Mayor of Joliet, Illinois
- Incumbent
- Assumed office May 1, 2023
- Preceded by: Bob O'Dekirk

Personal details
- Party: Independent
- Spouse: Susan D'Arcy
- Children: 4
- Profession: Businessman

= Terry D'Arcy =

American politician

Terrence O. "Terry" D'Arcy is an American politician who is currently the mayor of Joliet, Illinois. D'Arcy has served as mayor since 2023.

==Career==

===Business career===
D'Arcy is the president of D'Arcy Automobiles, an automotive dealership that serves Joliet and Morris, Illinois. In 2012, D'Arcy was appointed to serve on the Illinois Tollway Board, which he served on until 2016.

===Political career===
In 2022, D'Arcy announced that he would run for mayor of Joliet. D'Arcy was supported for the office by the Republican Party in the nonpartisan mayoral race against incumbent mayor Bob O'Dekirk, a conservative who had the support various labor unions. D'Arcy's listed campaign goals as mayor were to improve the quality of life, the allocation and cleanliness of resources, and the public image of Joliet. D'Arcy was declared the winner of the mayoral election on April 4, 2023, garnering 61% of the vote, beating O'Dekirk who had 30% and Tycee Bell who had 9%. On May 1, D'Arcy was sworn in as mayor.

• DATASET CONTENT:
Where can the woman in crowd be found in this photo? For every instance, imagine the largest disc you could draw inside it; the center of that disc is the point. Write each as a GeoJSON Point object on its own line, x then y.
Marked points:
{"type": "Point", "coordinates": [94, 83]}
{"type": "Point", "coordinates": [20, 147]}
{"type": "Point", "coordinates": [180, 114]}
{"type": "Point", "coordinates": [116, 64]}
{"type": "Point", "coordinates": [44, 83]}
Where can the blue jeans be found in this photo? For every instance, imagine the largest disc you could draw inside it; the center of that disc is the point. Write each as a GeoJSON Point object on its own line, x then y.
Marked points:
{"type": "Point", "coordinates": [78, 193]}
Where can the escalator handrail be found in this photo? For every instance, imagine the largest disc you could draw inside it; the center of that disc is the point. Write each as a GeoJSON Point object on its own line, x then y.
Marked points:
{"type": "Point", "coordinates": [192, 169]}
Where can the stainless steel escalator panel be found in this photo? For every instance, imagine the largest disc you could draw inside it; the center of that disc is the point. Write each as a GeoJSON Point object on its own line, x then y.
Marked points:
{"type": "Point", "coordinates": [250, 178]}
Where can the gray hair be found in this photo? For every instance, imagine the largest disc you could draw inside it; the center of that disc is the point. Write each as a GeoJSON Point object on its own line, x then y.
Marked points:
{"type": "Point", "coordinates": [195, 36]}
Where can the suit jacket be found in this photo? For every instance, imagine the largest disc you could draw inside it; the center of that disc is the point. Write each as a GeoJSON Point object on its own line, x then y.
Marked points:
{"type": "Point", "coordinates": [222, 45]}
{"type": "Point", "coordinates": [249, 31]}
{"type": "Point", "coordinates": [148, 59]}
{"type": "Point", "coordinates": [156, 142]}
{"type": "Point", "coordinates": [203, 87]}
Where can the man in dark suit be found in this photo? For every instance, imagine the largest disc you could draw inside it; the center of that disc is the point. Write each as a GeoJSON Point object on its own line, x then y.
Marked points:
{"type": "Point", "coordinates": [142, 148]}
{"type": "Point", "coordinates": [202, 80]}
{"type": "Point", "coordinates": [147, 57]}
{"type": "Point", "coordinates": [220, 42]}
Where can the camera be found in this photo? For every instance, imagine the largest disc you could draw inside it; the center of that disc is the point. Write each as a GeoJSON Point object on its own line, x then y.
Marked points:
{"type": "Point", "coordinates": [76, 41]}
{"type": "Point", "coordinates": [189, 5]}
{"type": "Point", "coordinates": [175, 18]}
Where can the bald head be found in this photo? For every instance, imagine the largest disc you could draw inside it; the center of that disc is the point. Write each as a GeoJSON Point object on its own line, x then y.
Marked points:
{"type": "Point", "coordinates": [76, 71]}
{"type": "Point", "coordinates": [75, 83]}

• USING THE INFORMATION:
**1)** From the article on Terry D'Arcy, output the passage starting at "Personal details" and ending at "mayor since 2023.".
**2)** Answer these questions using the article on Terry D'Arcy:
(a) What company is D'Arcy the president of?
(b) During which years did D'Arcy serve on the Illinois Tollway Board?
(c) What percentage of the vote did D'Arcy receive in the mayoral election?
**3)** List every person named in the article on Terry D'Arcy other than Terry D'Arcy.

• RESULTS OF THE TASKS:
**1)**
Personal details
- Party: Independent
- Spouse: Susan D'Arcy
- Children: 4
- Profession: Businessman

= Terry D'Arcy =

American politician

Terrence O. "Terry" D'Arcy is an American politician who is currently the mayor of Joliet, Illinois. D'Arcy has served as mayor since 2023.

**2)**
(a) D'Arcy Automobiles
(b) From 2012 until 2016
(c) 61%

**3)**
Bob O'Dekirk
Susan D'Arcy
Tycee Bell